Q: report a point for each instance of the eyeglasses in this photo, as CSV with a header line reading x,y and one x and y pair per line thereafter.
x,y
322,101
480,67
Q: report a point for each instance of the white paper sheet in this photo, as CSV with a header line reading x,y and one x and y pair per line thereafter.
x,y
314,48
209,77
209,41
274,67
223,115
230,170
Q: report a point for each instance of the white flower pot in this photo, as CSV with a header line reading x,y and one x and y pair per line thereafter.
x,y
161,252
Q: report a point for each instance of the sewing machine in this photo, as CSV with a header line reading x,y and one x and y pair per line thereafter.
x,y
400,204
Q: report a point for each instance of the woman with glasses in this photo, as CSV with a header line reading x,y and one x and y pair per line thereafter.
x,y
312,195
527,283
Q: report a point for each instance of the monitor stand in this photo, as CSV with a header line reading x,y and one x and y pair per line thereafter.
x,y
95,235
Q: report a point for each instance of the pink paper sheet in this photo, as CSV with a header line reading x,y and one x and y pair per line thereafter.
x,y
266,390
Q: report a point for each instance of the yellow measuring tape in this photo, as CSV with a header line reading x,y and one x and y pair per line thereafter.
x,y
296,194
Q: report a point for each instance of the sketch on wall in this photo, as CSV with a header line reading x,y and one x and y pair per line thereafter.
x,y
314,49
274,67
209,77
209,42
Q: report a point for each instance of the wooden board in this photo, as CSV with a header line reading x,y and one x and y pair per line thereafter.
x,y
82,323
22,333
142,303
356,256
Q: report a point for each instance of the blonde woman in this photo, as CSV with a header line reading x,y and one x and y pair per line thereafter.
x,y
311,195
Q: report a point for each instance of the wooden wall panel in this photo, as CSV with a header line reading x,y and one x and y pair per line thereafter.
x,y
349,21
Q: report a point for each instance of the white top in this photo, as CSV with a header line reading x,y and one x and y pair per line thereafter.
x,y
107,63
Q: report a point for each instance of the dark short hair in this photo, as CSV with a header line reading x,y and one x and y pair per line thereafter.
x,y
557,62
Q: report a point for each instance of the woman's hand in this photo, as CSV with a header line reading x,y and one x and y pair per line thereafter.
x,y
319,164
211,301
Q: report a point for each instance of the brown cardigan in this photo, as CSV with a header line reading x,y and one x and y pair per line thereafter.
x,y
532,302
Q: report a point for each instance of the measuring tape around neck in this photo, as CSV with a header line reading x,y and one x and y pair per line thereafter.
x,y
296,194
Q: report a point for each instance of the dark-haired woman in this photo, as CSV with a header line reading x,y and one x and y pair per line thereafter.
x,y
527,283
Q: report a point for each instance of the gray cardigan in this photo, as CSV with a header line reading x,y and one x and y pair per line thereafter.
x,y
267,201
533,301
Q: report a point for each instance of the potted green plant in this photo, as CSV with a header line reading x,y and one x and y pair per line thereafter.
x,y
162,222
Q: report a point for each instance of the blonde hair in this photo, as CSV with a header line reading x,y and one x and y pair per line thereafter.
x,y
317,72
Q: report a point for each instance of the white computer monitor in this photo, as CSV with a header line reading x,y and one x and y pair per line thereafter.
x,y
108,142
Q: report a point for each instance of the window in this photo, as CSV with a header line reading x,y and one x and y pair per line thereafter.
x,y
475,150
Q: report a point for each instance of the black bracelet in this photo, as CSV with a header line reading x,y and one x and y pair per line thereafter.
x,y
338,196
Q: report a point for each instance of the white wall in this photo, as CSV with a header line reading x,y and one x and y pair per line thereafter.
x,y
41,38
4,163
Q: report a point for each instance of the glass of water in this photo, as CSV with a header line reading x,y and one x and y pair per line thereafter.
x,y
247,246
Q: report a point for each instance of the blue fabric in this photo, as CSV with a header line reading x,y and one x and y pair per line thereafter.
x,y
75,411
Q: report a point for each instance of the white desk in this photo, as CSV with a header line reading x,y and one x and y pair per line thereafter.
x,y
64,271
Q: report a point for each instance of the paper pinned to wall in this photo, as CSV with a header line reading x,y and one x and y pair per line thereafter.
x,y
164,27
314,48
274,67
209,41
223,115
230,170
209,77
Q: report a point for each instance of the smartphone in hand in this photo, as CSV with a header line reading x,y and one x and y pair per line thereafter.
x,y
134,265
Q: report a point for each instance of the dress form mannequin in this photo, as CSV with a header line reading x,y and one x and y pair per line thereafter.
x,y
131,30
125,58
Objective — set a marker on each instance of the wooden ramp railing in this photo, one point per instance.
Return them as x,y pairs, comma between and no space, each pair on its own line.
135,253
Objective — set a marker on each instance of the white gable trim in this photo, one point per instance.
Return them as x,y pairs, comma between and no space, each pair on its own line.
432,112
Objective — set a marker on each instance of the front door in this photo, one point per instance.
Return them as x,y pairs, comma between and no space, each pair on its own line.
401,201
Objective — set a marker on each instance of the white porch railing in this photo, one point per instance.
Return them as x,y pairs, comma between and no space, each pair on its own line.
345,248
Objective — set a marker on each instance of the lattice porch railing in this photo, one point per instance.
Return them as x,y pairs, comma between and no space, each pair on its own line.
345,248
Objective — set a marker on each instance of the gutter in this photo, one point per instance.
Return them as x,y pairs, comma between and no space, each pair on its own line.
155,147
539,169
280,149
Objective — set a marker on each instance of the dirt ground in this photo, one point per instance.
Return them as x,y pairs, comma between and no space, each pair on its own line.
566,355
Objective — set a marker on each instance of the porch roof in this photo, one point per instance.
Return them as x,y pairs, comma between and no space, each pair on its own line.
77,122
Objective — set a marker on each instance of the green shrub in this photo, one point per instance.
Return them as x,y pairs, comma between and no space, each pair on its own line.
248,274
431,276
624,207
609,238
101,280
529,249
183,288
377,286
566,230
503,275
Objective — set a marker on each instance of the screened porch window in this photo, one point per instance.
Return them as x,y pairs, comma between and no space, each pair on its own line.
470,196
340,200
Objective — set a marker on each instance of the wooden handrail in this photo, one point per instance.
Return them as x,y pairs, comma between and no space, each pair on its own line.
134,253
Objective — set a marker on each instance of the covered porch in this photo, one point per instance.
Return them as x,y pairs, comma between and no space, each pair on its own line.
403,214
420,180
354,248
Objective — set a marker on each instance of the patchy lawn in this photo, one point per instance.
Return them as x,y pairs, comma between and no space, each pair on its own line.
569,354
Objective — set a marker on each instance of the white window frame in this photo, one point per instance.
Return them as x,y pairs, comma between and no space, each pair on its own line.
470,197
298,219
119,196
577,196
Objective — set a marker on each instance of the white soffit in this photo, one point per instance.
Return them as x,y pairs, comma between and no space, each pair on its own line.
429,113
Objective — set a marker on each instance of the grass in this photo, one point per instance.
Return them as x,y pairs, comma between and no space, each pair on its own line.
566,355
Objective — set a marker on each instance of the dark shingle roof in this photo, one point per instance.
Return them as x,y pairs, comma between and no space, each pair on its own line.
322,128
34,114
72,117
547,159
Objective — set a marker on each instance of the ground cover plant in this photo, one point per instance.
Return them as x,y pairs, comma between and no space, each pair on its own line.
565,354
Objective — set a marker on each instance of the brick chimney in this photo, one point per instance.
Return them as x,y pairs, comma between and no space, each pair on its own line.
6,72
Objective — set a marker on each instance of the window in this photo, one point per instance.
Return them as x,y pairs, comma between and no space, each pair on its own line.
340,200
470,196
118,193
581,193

----

> [Given task]: The lines above should be duplicated exactly.

> [Answer to the task]:
Q: report a point for each instance of the eyeglasses in this photo, as CSV with a header line reading x,y and one x and y pair per line thereafter.
x,y
322,101
480,67
Q: report a point for each instance of the white paper sheet in this photo, as CSV with a header line reading x,y and one x and y pair per line thereafter.
x,y
314,48
209,77
209,41
274,67
223,115
230,170
Q: report a point for each instance of the white flower pot in this photo, as CSV with a header line reading x,y and one x and y pair per line thereafter.
x,y
161,252
Q: report a point for each instance of the sewing machine in this photo, as CSV with a header line reading x,y and one x and y pair per line thereafter.
x,y
400,204
Q: report a point for each instance of the woman with glasses in this photo, as CSV with a header line reading x,y and one x and y pair per line thereafter.
x,y
312,195
527,283
Q: report a point for each instance of the monitor stand in this photo, as CSV with a header line reading x,y and one x and y pair per line thereafter.
x,y
95,235
Q: report a point for each instance of the pink paper sheet in this photo, as CSV with a header line reading x,y and one x and y pair per line thereafter.
x,y
266,390
Q: report a point for each instance of the yellow measuring tape in this photo, as CSV with a header line reading x,y and one x and y pair per line thereafter.
x,y
296,194
Q: report a point for each instance of the sketch on wall in this photo, as CSV with a header line reading x,y and one x and y pair per line thereafter.
x,y
314,49
274,67
209,77
209,42
Q: report a point for each instance of the wooden board in this photo, as CSV with a header line reading x,y and one x and y pair per line thereafter.
x,y
82,323
22,333
142,303
356,256
Q: report a point for each instance of the blonde woman in this photo, as CSV with a header line reading x,y and one x and y pair per line thereafter.
x,y
311,195
Q: report a point for each instance of the wooden wall panel in this photo, as CSV with a header line reading x,y and one x and y pair per line thereafter.
x,y
349,21
Q: report a point for each instance of the white top in this photo, as CSV with a header line reading x,y and one x and y pair per line thereafter.
x,y
107,63
Q: report a point for each instance of the dark short hair in this photo, as CSV with a header line reading x,y and one x and y pair per line thereafter.
x,y
557,62
Q: report a point for each instance of the woman's hand in this photo, as CSV with a header line reading x,y and one x and y pair per line thereafter.
x,y
319,164
211,301
Q: report a point for each instance of the brown cardigan in this photo, as CSV with a header line reading x,y and one x and y pair per line thereafter.
x,y
532,302
Q: report a point for each instance of the measuring tape around neck in this photo, as CSV with a header line reading x,y and one x and y pair per line thereafter.
x,y
296,194
Q: report a point for each instance of the dark-haired woman in this photo, as CSV with a header line reading x,y and one x and y pair per line thereafter.
x,y
527,283
Q: report a point for each instance of the gray cardigan in this photo, as CSV with a header line reading x,y and one x and y pair per line thereafter.
x,y
267,201
533,301
Q: report a point for each instance of the potted green plant in this photo, as CSV with a header line reading x,y and one x and y pair per line thereafter.
x,y
162,222
Q: report a point for each instance of the blonde hair in this photo, as CSV with a header line reading x,y and one x and y pair per line thereafter.
x,y
317,72
Q: report a point for each instance of the white computer monitor in this photo, as CSV with a header line reading x,y and one x and y pair per line thereafter.
x,y
108,142
Q: report a point for each instance of the window in this photo, as CSV with a header line reading x,y and one x and y pair per line thereafter.
x,y
475,150
Q: report a point for each instance of the black bracelet in this photo, as CSV with a header line reading x,y and one x and y pair per line thereafter.
x,y
338,196
Q: report a point for each instance of the white wall in this photo, as CSV with a header line reading x,y and one x and y pair per line thereafter.
x,y
41,38
4,163
Q: report a point for each instance of the glass of water in this photo, as CSV with a header line reading x,y and one x and y pair per line thereafter.
x,y
247,246
Q: report a point for each instance of the blue fabric in this photo, as CSV with a header line reading x,y and one x and y pair per line thereafter.
x,y
75,411
Q: report a point for each instance of the white desk in this photo, as CSV with a header line reading x,y and one x and y pair per line thereafter.
x,y
64,271
Q: report a point for each instance of the paper pinned to wall in this photo, as CSV with a header line reading x,y and one x and y pair per line thereafter.
x,y
164,27
314,48
274,67
209,41
223,115
230,170
209,77
Q: report a point for each instance of the smartphone in hand in this photo, as CSV with a header line reading x,y and one x and y pair per line thereafter.
x,y
134,265
Q: report a point for each instance of the dress form mannequin in this photo, as CSV with a header line reading x,y and one x and y pair per line thereafter.
x,y
131,30
125,58
Objective — set a marker on each instance of the wooden ramp railing in this photo, one point per instance.
Return them as x,y pairs, comma between and no space, each pair on its own line.
135,253
Objective — set a marker on each instance of the white gable trim in this photo, one point per instance.
Return them as x,y pairs, comma between and no space, each pair on its own line.
432,112
Objective — set a marker on each instance of the front door in this photo, one point per instance.
Return them as x,y pairs, comma between and no space, each pair on its own line.
401,201
Objective — set a marker on each instance of the white porch railing in this photo, one point per instance.
Return them as x,y pairs, comma between and no space, each pair on its own line.
345,248
Objective — set a marker on each instance of the lattice porch railing in this photo, one point per instance.
Return them as x,y pairs, comma between and no space, each pair on its own line.
345,248
Objective — set a marker on each instance of the gutter in this photo, one point per instance.
Return them as x,y pairs, comma between and no space, each pair on its own line.
155,147
539,169
280,149
Objective — set a marker on each instance of the dirt ground in this photo, one point per instance.
Return them as x,y pairs, comma between and no space, each pair on its own line.
566,355
Objective — set a marker on each instance of the porch roof in this photo, one point per instance.
Return them as x,y pairs, comma between and no space, each pair on its own line.
77,122
Objective — set a marker on each instance of the green shrub in this photo, one point per instance.
Return them as x,y pairs, comma between and no space, each pair on its own line.
248,274
431,276
624,207
609,238
101,280
529,249
183,288
377,286
566,230
503,275
Objective — set a marker on each instance of the screened porch window in this photo, one point per instance.
Return them as x,y pairs, comma between and no space, each pair on its own line.
470,196
340,200
Objective — set a marker on each instance of the wooden handrail in this photo, one point per instance.
Return them as x,y pairs, comma between and no space, each pair on its own line.
134,253
Objective — set a marker on each instance of the covered porch in this photo, one point per instance.
Return them as x,y pairs, comma between and no space, each pair on its own line.
403,214
420,180
354,248
Objective — set a marker on each instance of the patchy lawn in this photo, one point per instance.
Return them as x,y pairs, comma between and no space, each pair on its own line.
569,354
Objective — set a marker on each instance of the white window frame in this photo, one point per instance.
Return them as x,y pairs, comma between and no space, each pair on its own line.
470,197
298,219
119,196
577,196
Objective — set a marker on each instance of the white soffit in this photo, one point per instance.
Return them as x,y pairs, comma between and no space, each pair on its own line.
429,113
Objective — set a marker on each instance of the grass in this photo, one point per instance.
Return them as x,y pairs, comma between and no space, each pair on its own line.
566,355
Objective — set a marker on each instance of the dark shingle roof in this photo, one point per instance.
Return them as x,y pairs, comma between and no space, each pair on its own line.
322,128
34,114
72,117
547,159
Objective — set a marker on each instance of the ground cover plant in this photo, one point per instance.
Return them as x,y pairs, comma between and no space, each pair on its own line.
565,354
Objective — set a marker on each instance of the brick chimney in this photo, one point per instance.
Return them as x,y pairs, comma between and no space, each pair on its own line.
6,72
Objective — set a marker on each instance of the window in this photo, one point per instance.
Return them as x,y pairs, comma between and no space, each pair on its own line.
340,200
470,196
118,193
581,193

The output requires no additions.